[Challenge a]
Sum up the forum post about CorrectLayout in two sentences.

I’m sorry I don’t get the meaning of what does CorrectLayout do, the code is as following, but I can’t understand:
nnvm::Graph CorrectLayout(nnvm::Graph src) {
static auto& op_correct_layout =
nnvm::Op::GetAttr<FCorrectLayout>("FCorrectLayout");
const IndexedGraph& idx = src.indexed_graph();
std::vector<nnvm::NodePtr> mirror_vec(idx.num_nodes(), nullptr);
// (new) NodePtr -> output_layouts
LayoutAttrDict new_layouts;
for (uint32_t nid = 0; nid < idx.num_nodes(); ++nid) {
const auto& inode = idx[nid];
nnvm::NodePtr new_node = nnvm::Node::Create();
*new_node = *(inode.source);
if (new_node->is_variable()) {
// Variable node. No operator. Only one output entry.
auto input_iter = std::find(
idx.input_nodes().cbegin(), idx.input_nodes().cend(), nid);
CHECK(input_iter != idx.input_nodes().cend());
int64_t input_id = std::distance(idx.input_nodes().cbegin(), input_iter);
if (src.HasAttr("layout_inputs")) {
new_layouts[new_node.get()] =
{src.GetAttr<std::vector<Layout> >("layout_inputs")[input_id]};
} else {
new_layouts[new_node.get()] = {Layout::Undef()};
}
mirror_vec[nid] = new_node;
continue;
}
const uint32_t num_inputs = inode.inputs.size();
const uint32_t num_outputs = inode.source->num_outputs();
// set up output and input layouts
std::vector<Layout> request_ilayouts(num_inputs, Layout::Undef());
for (size_t i = 0; i < num_inputs; ++i) {
const IndexedGraph::NodeEntry& input_entry = inode.inputs[i];
const NodePtr& new_input_node = mirror_vec[input_entry.node_id];
CHECK(new_input_node != nullptr);
// fill inputs by previous node (DFS order) inferred layouts.
const auto& layouts_iter = new_layouts.find(new_input_node.get());
CHECK(layouts_iter != new_layouts.end());
request_ilayouts[i] = layouts_iter->second[input_entry.index];
}
// layouts produced by previous node.
std::vector<Layout> produce_ilayouts(request_ilayouts);
// input layouts from last pass of LayoutTransform (if apply)
std::vector<Layout> last_request_ilayouts(num_inputs, Layout::Undef());
// fill outputs by last pass of LayoutTransform (if apply)

[Material for this exercise]
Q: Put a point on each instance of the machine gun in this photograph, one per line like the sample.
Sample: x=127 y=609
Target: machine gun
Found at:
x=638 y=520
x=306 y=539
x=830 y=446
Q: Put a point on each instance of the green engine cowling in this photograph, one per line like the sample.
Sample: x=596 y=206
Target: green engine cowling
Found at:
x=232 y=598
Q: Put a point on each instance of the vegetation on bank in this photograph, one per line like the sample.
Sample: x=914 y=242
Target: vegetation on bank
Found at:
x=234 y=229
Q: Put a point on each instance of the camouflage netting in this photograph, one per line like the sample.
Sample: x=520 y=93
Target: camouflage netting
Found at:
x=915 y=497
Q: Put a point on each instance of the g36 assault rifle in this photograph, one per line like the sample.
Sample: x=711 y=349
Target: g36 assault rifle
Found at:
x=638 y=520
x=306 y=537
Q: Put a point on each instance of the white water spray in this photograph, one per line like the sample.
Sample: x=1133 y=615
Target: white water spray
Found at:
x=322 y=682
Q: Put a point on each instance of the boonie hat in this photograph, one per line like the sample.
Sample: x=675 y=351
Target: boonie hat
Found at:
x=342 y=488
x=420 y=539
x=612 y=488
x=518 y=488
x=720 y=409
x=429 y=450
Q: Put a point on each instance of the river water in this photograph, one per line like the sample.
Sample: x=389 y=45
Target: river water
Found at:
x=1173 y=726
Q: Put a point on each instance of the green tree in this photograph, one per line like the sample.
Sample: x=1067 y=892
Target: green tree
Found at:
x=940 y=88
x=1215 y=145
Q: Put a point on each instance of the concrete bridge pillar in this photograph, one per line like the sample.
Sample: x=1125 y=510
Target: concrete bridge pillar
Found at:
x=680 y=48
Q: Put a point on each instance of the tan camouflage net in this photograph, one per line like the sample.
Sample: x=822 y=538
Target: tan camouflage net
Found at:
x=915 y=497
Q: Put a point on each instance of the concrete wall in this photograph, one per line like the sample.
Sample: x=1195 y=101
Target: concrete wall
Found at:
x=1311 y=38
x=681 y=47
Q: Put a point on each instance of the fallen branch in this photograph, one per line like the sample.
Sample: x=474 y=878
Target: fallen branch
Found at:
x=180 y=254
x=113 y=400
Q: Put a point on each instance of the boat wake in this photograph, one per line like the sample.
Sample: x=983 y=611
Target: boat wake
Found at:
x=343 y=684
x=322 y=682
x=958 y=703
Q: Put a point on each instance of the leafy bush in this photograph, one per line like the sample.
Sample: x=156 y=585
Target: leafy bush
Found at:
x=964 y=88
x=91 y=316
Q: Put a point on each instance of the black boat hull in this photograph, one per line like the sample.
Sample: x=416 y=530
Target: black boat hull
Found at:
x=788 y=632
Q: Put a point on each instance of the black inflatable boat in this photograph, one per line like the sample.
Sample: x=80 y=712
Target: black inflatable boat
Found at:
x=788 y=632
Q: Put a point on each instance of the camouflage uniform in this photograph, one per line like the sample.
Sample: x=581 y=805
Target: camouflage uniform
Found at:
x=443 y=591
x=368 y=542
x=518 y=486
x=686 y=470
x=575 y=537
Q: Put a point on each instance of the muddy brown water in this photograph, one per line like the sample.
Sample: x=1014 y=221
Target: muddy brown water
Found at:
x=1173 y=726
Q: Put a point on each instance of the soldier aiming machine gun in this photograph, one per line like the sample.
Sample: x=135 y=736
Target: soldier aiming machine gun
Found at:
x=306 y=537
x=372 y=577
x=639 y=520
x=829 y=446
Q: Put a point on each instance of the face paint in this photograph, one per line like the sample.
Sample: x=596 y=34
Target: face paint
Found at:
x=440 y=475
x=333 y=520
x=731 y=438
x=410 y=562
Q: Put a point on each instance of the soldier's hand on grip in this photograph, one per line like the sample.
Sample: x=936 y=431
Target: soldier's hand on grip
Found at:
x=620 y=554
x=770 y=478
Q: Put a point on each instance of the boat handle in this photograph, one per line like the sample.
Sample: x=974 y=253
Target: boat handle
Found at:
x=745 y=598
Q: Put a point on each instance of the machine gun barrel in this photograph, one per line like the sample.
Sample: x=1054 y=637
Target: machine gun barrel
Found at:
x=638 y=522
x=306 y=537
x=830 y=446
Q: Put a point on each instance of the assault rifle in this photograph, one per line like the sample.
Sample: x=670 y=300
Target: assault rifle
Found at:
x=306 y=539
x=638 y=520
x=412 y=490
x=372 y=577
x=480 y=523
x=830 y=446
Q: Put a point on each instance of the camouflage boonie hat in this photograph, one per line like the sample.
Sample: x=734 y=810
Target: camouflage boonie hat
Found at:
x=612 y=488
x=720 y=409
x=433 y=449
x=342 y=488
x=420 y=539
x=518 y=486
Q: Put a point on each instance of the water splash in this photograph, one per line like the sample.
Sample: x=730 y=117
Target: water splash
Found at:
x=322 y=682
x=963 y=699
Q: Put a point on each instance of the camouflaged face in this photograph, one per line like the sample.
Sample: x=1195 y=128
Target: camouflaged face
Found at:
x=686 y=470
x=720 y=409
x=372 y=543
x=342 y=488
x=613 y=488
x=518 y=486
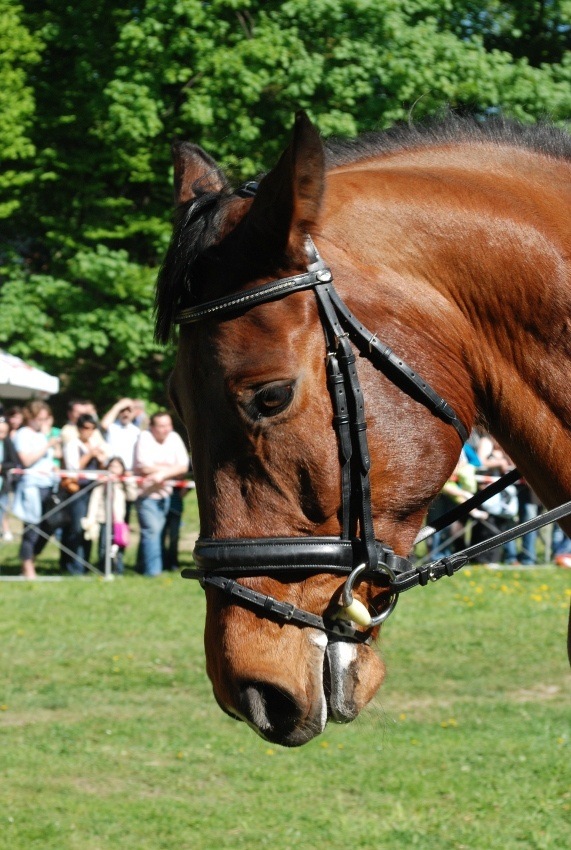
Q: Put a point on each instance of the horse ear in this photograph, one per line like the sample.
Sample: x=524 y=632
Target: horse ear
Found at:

[Challenge b]
Please write out again the stretch of the records from the line that contains "Q: Put a point on each instance of the boat wake" through the line that contains "x=410 y=562", requests included, with every coordinate in the answers multiplied by 1.15 and rounded to a whole number, halves rounding up.

[Task output a]
The poster says they cannot understand what CorrectLayout does and shares its code. The code copies each node of the indexed graph: variable nodes take their layout from the "layout_inputs" attribute if the graph has it and otherwise get an undefined layout, while other nodes fill their requested input layouts from the layouts already inferred for earlier nodes.

[Task output b]
Q: Put a point on each instance of the boat wake in this photograph, one per line like the sample.
Sample: x=983 y=611
Target: boat wake
Found at:
x=394 y=787
x=370 y=784
x=1102 y=808
Q: Put a point on each instance of the leafy bush in this photograph, one per line like the sample.
Sample: x=156 y=585
Target: leafy bush
Found at:
x=1109 y=101
x=105 y=363
Q: Put a point on each instance of the black boat hull in this photograph, one per line like the sample.
Sample: x=416 y=530
Target: black boat hull
Found at:
x=906 y=727
Q: Put a point on each instance of the black inflatable boat in this photograph, one per line like the sample.
Sample: x=80 y=712
Target: black inflatable boat
Found at:
x=906 y=727
Q: Put a point on each instance of the camouflage uniform in this photograph, one per line like the sample.
Sample: x=581 y=805
Target: camouflage uniform
Found at:
x=509 y=680
x=423 y=623
x=596 y=559
x=789 y=541
x=661 y=618
Q: Put a point on each instance of the muddy brown water in this photograph, one per line like the sample.
Sample: x=1014 y=221
Target: muddy brown water
Found at:
x=1349 y=835
Q: Put a point on each instance of the soldier aiming machine gun in this photograph, one per line like the sample.
Sample: x=135 y=736
Target: soldier aiming machine gun
Found at:
x=352 y=618
x=428 y=664
x=735 y=598
x=953 y=513
Q: Put a point on each instance of the face paint in this photograph, one per line like the sample.
Sample: x=596 y=34
Target: face paint
Found at:
x=506 y=546
x=383 y=598
x=841 y=504
x=472 y=646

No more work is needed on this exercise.